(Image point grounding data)
■ ■ ■ ■
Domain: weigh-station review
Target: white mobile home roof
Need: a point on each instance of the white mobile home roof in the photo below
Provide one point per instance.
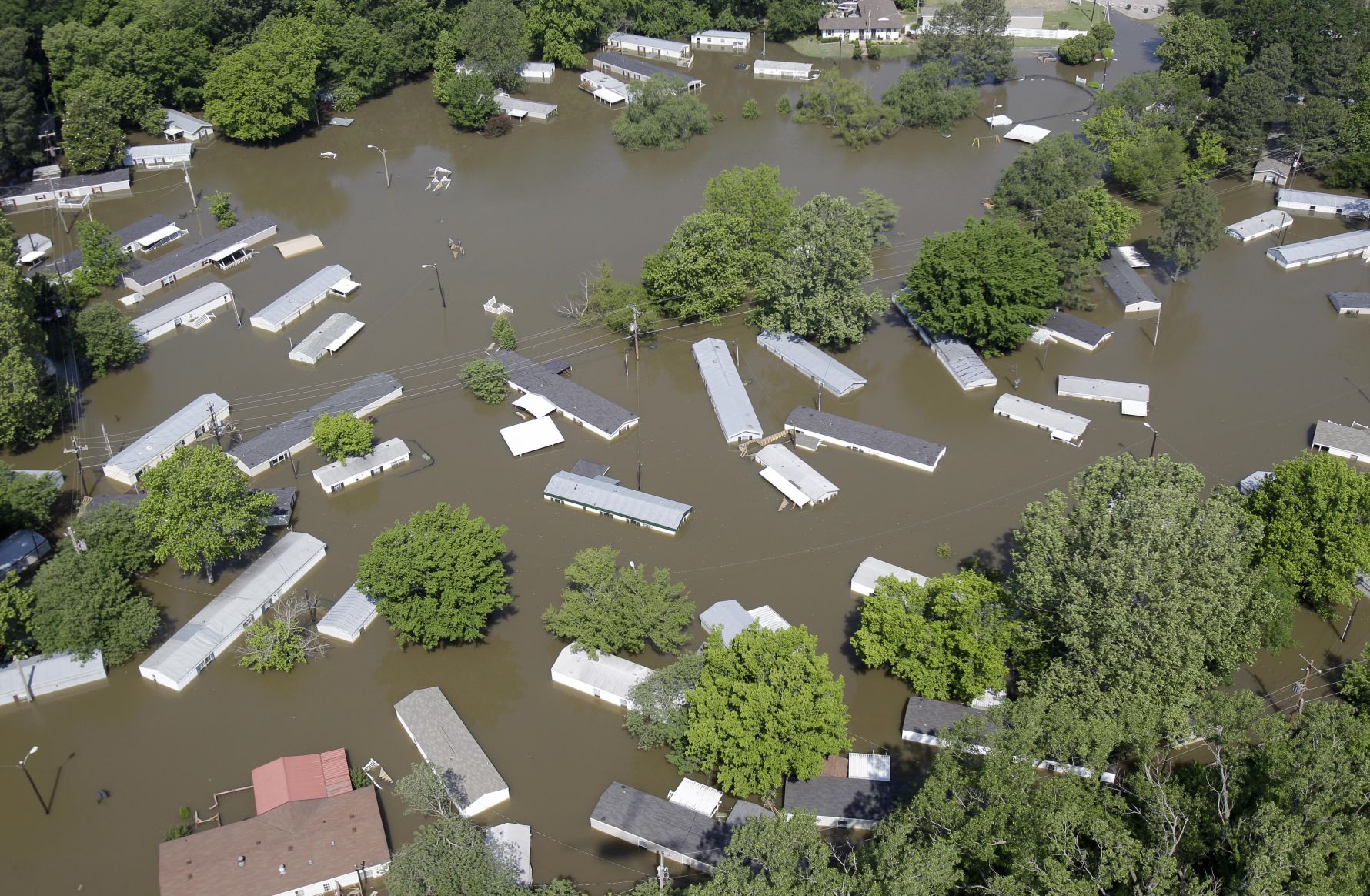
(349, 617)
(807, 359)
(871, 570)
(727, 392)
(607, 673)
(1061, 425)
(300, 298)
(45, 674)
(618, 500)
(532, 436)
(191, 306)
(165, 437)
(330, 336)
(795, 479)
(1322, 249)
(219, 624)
■ ■ ■ ■
About this exercise:
The answer must be a single number: how many lines in the data contain the string "roof"?

Expected answer:
2